--- Extract to read ---
All three prepared BMNF compositions (x=0.17, 0.25, and 0.33) were exposed to methane in a TGA set up and analyzed them through PXRD before and after exposure to CH4. TGA in air environment is also recorded for comparison purposes. PXRD patterns obtained for as-prepared BMNF powders are shown in FIG. 1a, which displays the formation of cubic perovskite structure with a space group=Pm-3m (No. 221).

With the incorporation of smaller Fe3+ ions over Nb5+, the peak positions shifted towards higher two theta values as expected from their Shannon ionic radii. TGA measurements carried out in air in the temperature range of 25° C. to 900° C. did not show any significant weight change with a maximum weight loss of 0.4% observed for BMNF33 after holding at 900° C. for one hour (FIG. 1c). This could be due to some lattice oxygen lost in equilibrating with its environment. TGA measurements under similar heating conditions in pure CH4 environment showed similar weight changes with a maximum weight gain of 1.75% observed for BMNF25 while BMNF33 showed a maximum weight loss of 1% at 900° C. (FIG. 1d). The marginally higher weight loss under CH4 environment (1% in CH4 vs 0.4% in air) could be due to the lattice oxygen on the exposed surface reacting with methane and as a result leaving the crystal structure. The lack of weight gain indicates the possible lack of coke formation during the TGA measurements.

SFMO powders under similar operating conditions showed a weight gain of about 40 to 60% that was associated with significant coke formation and crystal structure collapse. To investigate any possible change to crystal structure, the CH4 exposed powders in PXRD were analyzed. As shown in FIG. 1b, the cubic perovskite structure is retained in all three samples and do not show any new peak formation or change in the peak positions associated with the cubic perovskite structure. Interestingly, the impurity peaks observed in the as-prepared BMNF33 also retained their position and relative intensity after exposure to methane in the TGA set up. The ratio between peaks in both as-prepared powders and CH4 exposed samples remained the same indicating the complete crystallinity retention. Thus, PXRD measurements in combination with TGA provide the first evidence of significant chemical stability for the BMNF material in E-OCM operating conditions. This is in complete contrast to the SFMO powders that formed SrCO3, SrMOx, and MoOxCy upon exposure to methane under similar operating conditions.
---
### What to do:
1 – In the passage on BMNF stability in methane, rewrite the stretch from "All three prepared" through "group=Pm-3m (No. 221).", changing "cubic perovskite structure" to "cubic perovskite phase".
2 – Write what comes next in the passage on BMNF stability in methane, starting after its final sentence.
The rows after this passage are separate material and are not connected to it.
--- Recorded information ---
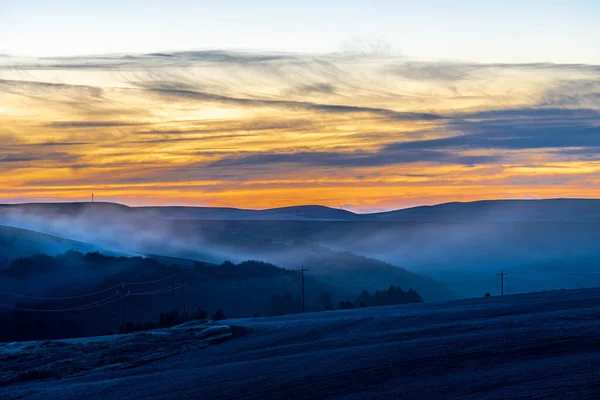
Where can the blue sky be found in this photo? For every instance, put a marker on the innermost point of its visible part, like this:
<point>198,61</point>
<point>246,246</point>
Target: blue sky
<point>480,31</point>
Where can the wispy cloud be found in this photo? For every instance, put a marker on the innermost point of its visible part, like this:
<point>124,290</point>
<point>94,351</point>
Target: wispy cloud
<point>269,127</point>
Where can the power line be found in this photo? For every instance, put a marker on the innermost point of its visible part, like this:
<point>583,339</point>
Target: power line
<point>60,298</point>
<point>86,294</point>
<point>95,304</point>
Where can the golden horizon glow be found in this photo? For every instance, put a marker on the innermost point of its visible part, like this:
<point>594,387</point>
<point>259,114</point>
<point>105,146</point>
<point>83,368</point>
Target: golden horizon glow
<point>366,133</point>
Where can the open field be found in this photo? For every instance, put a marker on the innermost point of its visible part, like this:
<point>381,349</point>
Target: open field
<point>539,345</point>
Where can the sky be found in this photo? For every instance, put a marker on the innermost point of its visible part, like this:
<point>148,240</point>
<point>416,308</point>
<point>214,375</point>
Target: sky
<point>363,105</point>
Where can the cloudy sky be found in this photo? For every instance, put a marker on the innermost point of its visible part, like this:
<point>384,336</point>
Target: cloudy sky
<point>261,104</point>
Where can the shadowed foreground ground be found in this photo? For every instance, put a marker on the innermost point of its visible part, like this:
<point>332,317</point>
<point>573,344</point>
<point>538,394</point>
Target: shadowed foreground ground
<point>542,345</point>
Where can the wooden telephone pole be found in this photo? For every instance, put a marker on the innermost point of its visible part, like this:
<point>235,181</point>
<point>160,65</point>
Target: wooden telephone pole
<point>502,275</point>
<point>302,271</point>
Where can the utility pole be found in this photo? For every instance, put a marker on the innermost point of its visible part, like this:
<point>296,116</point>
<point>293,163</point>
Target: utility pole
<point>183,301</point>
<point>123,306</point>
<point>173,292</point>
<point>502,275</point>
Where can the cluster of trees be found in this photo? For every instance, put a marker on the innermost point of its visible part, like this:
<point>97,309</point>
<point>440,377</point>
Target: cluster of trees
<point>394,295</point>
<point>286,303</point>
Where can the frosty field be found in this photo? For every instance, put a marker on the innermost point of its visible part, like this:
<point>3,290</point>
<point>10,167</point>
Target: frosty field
---
### Results of the tasks:
1 –
All three prepared BMNF compositions (x=0.17, 0.25, and 0.33) were exposed to methane in a TGA set up and analyzed them through PXRD before and after exposure to CH4. TGA in air environment is also recorded for comparison purposes. PXRD patterns obtained for as-prepared BMNF powders are shown in FIG. 1a, which displays the formation of cubic perovskite phase with a space group=Pm-3m (No. 221).

2 –
Similar to SFMO, the expected reactions for the constituents of BMNF perovskites such as Ba and Mg upon exposure to methane was the formation of carbonates such as BaCO3, and to some extent MgCO3 along with agglomeration of carbon (coking) on the surface that would result in significant weight gain. However, the cubic BMNF perovskite material showed no significant weight change along with complete retention of its crystal structure as observed from FIG. 1a to 1d.

The stability of the BMNF structure in methane environment is important due to the constant methane supply to the electrode, and evolution of carbon products such as C2H4, CO, and CO2 during OCM and E-OCM processes. High temperature operations render carbonate formations on Mg oxide surface as unfavorable. The Gibbs free energy of reaction for CO2 is ΔGR≈−800 kJ mol−1 throughout the temperature range being tested (800-900° C.) and would be the dominant product if the reaction is not controlled specifically to produce partial oxidation product such as ethylene by oxide ion flux and applied potentials. To understand this, temperature programmed reaction measurements were carried out where first the BMNF25 powder was exposed to a gas mixture containing 95% CH4 and 5% O2. The exposed powder was analyzed for BaCO3 and coke formation while the outlet stream was analyzed by mass spectroscopy.

Temperature programmed reaction of CH4 and O2 on BMNF

Temperature programmed reaction (TPR) measurements under gas mixtures of CH4 and O2 on a catalyst surface will help evaluate the onset temperature of catalytic activity of a new catalyst towards oxidative coupling of methane (OCM) and provide information about the product distribution. The TPR measurements were taken by passing a mixture of 95% CH4:5% O2 at a flow rate of 100 SCCM and a heating rate of 5° C./min to 925° C. followed by a hold at 925° C. for one hour.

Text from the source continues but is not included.